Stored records
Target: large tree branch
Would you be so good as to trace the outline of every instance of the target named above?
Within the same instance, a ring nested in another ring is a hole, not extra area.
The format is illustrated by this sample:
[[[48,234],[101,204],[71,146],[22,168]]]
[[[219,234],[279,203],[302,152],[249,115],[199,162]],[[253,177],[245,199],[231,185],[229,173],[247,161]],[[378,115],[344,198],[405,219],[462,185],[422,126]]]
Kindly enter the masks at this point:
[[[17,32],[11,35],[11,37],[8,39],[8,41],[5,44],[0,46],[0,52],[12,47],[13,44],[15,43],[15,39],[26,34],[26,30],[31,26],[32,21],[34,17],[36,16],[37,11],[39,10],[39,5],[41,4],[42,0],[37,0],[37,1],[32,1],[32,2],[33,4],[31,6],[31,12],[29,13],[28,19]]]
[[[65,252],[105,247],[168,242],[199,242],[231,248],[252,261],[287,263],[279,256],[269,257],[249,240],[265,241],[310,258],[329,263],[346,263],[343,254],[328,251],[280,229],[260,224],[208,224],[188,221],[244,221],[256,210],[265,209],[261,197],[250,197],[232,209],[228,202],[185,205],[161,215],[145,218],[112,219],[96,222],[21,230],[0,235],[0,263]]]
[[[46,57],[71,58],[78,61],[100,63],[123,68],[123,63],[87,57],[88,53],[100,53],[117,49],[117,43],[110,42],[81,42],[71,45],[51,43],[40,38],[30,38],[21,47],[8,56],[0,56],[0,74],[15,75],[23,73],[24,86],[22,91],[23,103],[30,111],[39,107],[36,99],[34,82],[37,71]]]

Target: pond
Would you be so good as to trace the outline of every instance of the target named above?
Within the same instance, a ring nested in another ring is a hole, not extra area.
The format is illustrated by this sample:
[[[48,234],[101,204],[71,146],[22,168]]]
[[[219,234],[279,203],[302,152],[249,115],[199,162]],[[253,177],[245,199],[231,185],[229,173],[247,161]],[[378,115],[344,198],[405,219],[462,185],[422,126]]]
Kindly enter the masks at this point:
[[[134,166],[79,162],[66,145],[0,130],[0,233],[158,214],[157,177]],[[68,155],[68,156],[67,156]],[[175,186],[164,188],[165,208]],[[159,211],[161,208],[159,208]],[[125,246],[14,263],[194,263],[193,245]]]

→ **To do**:
In full and without alteration, reproduce the records above.

→ **The answer**:
Target: large tree branch
Would you be so good as to trace the outline of every instance of the target named above?
Within the same instance, a ring nested in another ring is a hole, not extra area.
The format is illustrated by this sample:
[[[48,234],[101,204],[71,146],[22,168]]]
[[[219,234],[279,203],[302,152],[249,115],[199,162]],[[253,177],[245,199],[231,185],[229,173],[247,161]],[[378,115],[344,198],[405,219],[462,185],[422,126]]]
Kindly enter the masks at this point:
[[[17,32],[11,35],[11,37],[8,39],[8,41],[5,44],[0,46],[0,52],[12,47],[13,44],[15,43],[15,39],[26,34],[26,30],[31,26],[32,21],[34,17],[36,16],[37,11],[39,10],[39,5],[41,4],[42,0],[37,0],[37,1],[32,1],[32,2],[33,4],[31,6],[31,12],[29,13],[28,19]]]
[[[65,252],[105,247],[168,242],[199,242],[231,248],[252,261],[287,263],[279,256],[269,257],[249,240],[265,241],[310,258],[329,263],[346,263],[343,254],[328,251],[280,229],[260,224],[208,224],[188,221],[244,221],[256,210],[265,209],[261,197],[250,197],[232,209],[228,202],[185,205],[161,215],[145,218],[112,219],[96,222],[21,230],[0,235],[0,263]]]
[[[46,57],[71,58],[78,61],[100,63],[123,68],[123,63],[87,57],[88,53],[100,53],[117,49],[117,43],[110,42],[81,42],[71,45],[51,43],[40,38],[30,38],[21,47],[8,56],[0,56],[0,74],[15,75],[23,73],[24,86],[22,91],[23,103],[30,111],[39,107],[36,99],[34,82],[37,71]]]

Target: pond
Would you be so good as to trace the outline of every instance of the target named above?
Within the same instance, a ring nested in another ring is a hole, not extra area.
The format is illustrated by this sample:
[[[48,234],[101,204],[71,146],[22,168]]]
[[[219,234],[279,203],[302,152],[249,115],[199,162]],[[253,177],[245,199],[231,185],[229,173],[247,161]],[[378,115],[344,198],[405,219],[462,185],[422,126]]]
Kindly enter the masks at this point:
[[[134,166],[79,162],[66,145],[0,130],[0,233],[158,214],[157,177]],[[68,155],[68,156],[67,156]],[[175,186],[164,188],[165,208]],[[159,211],[161,208],[159,208]],[[125,246],[14,263],[194,263],[193,245]]]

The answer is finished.